- ARTICLE:
────────────────────────────────────────

Ce peut être la quête d’une vie mais qu’en restera-t-il lorsque le temps nous
ridera, lorsque nous aurons détruit en nous tout désir, lorsque nous quitterons
cette terre en y laissant toute richesse ?  Nous sommes faits pour bien plus. 

En ce carême, le Seigneur nous donne de respirer la sainteté
à pleins poumons et de nous ouvrir à l’ampleur de notre vocation. Par là, il
nous donne la vraie liberté. Prière, jeûne et aumône. Chacun des piliers du
carême brise les barreaux d’une prison qui nous enferme à l’extérieur de
nous-mêmes. Voilà donc le programme de notre carême. Donner du temps au
Seigneur dans la prière. Y perdre notre temps pour retrouver la joie d’entendre
le battement de nos cœurs et arrêter de fuir à l’extérieur de nous-mêmes dans
l’empressement d’une vie sans but. Jeûner de nourriture pour creuser en nous le
désir de davantage. Y retrouver la soif de bien plus que des nourritures
terrestres, sonder la profondeur de notre faim et la laisser combler par le
Seigneur. Faire l’aumône pour que l’argent passe de triste maître à serviteur
de la joie. Faire de l’amour de Dieu et du prochain l’unique bien à même de
nous rassasier. Arracher de nos cœurs la cupidité et la voir devenir amour des
petits.

────────────────────────────────────────

- EXTRAIT DE DONNÉES:
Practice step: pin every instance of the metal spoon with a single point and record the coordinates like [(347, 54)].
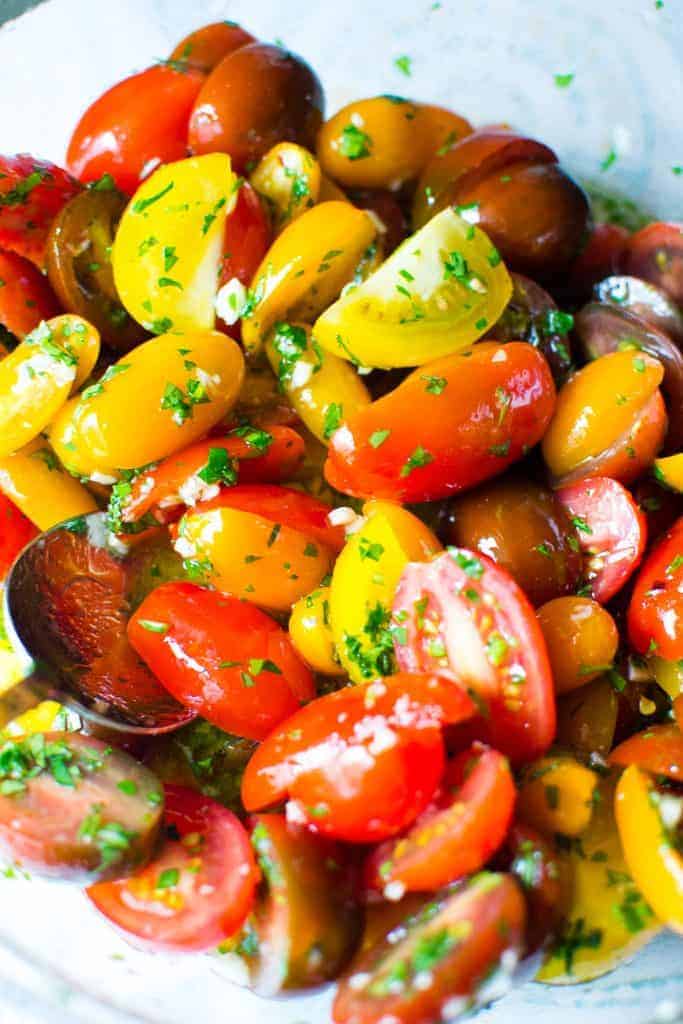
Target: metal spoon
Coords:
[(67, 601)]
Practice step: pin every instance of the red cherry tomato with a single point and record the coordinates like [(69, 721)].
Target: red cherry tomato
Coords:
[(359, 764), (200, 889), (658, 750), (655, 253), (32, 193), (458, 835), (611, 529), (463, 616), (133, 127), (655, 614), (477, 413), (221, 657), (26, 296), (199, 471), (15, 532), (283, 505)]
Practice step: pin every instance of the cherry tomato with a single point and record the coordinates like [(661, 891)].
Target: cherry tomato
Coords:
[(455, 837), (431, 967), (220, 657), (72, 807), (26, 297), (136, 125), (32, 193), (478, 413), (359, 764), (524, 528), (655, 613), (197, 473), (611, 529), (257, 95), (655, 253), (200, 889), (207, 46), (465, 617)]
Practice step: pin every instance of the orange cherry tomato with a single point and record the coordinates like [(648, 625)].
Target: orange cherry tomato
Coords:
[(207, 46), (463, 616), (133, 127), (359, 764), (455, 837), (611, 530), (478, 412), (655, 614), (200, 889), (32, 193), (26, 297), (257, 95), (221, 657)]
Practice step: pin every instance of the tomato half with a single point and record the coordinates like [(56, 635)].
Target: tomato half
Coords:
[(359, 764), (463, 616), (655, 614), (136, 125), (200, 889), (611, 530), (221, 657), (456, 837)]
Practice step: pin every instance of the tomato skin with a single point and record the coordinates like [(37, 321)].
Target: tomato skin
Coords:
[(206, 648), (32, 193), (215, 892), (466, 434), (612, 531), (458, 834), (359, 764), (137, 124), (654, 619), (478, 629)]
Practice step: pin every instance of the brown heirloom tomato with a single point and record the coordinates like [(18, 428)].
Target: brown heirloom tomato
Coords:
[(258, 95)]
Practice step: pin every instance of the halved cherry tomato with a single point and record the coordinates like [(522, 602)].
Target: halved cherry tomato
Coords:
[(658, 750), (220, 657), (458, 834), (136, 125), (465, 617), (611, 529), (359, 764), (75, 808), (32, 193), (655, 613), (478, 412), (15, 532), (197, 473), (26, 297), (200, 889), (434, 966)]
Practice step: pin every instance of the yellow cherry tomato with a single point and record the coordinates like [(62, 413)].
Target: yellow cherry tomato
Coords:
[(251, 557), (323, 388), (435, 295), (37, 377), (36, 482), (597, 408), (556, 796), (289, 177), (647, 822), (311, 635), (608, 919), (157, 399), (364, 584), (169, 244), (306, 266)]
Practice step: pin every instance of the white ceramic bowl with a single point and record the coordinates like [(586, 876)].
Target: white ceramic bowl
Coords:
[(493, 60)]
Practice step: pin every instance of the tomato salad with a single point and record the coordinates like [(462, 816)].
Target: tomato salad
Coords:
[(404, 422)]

────────────────────────────────────────

- CONSIGNE: Poursuivez l’article sur le carême en reprenant juste après sa dernière phrase. Les items proviennent d’une autre source.

- RÉSULTAT FINAL:
Bien sûr, il y aura dans ce carême des efforts. Il y a
l’épreuve du désert, la crainte que Dieu ne suffise pas à nous rassasier et
l’égoïsme qui lutte pour garder ses droits. Mais, aux portes de ces quarante
jours, regardons un instant la montagne vers laquelle nous marchons. Levons les
yeux et demandons au Seigneur de nous donner de contempler la grandeur de notre
vocation et de creuser en nous un grand désir de sa liberté. Qu’il transforme
la faim que nos corps ont éprouvée aujourd’hui en faim de son amour, que nos
estomacs se rapetissent tandis que nos cœurs tripleront de volume. Amen.